Extract
[][src]Crate shardio

Serialize large streams of Serialize-able structs to disk from multiple threads, with a customizable on-disk sort order. Data is written to sorted chunks. When reading shardio will merge the data on the fly into a single sorted view. You can also procss disjoint subsets of sorted data.

use serde::{Deserialize, Serialize};
use shardio::*;
use std::fs::File;
use failure::Error;

#[derive(Clone, Eq, PartialEq, Serialize, Deserialize, PartialOrd, Ord, Debug)]
struct DataStruct {
    a: u64,
    b: u32,
}

fn main() -> Result<(), Error>
{
    let filename = "test.shardio";
    {
        // Open a shardio output file
        // Parameters here control buffering, and the size of disk chunks
        // which affect how many disk chunks need to be read to
        // satisfy a range query when reading.
        // In this example the 'built-in' sort order given by #[derive(Ord)]
        // is used.
        let mut writer: ShardWriter<DataStruct> =
            ShardWriter::new(filename, 64, 256, 1<<16)?;

        // Get a handle to send data to the file
        let mut sender = writer.get_sender();

        // Generate some test data
        for i in 0..(2 << 16) {
            sender.send(DataStruct { a: (i%25) as u64, b: (i%100) as u32 });
        }

        // done sending items
        sender.finished();

        // Write errors are accessible by calling the finish() method
        writer.finish()?;
    }

    // Open finished file & test chunked reads
    let reader = ShardReader::<DataStruct>::open(filename)?;

     
    let mut all_items = Vec::new();

    // Shardio will divide the key space into 5 roughly equally sized chunks.

Information supplied

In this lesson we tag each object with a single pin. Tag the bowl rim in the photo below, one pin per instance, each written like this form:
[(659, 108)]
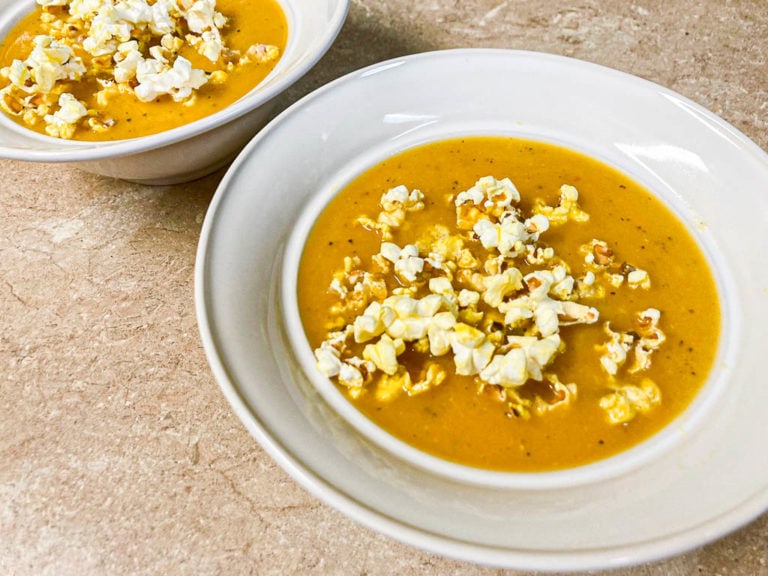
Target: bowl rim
[(280, 78)]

Things to do
(1) According to the shardio crate page, what does shardio do with the data on the fly when reading?
(2) Return everything in the shardio crate page from "fn main() ->" down to "query when reading.".
Rely solely on the shardio crate page, not on the material.

Responses for each task
(1) It merges the data into a single sorted view.

(2)
fn main() -> Result<(), Error>
{
    let filename = "test.shardio";
    {
        // Open a shardio output file
        // Parameters here control buffering, and the size of disk chunks
        // which affect how many disk chunks need to be read to
        // satisfy a range query when reading.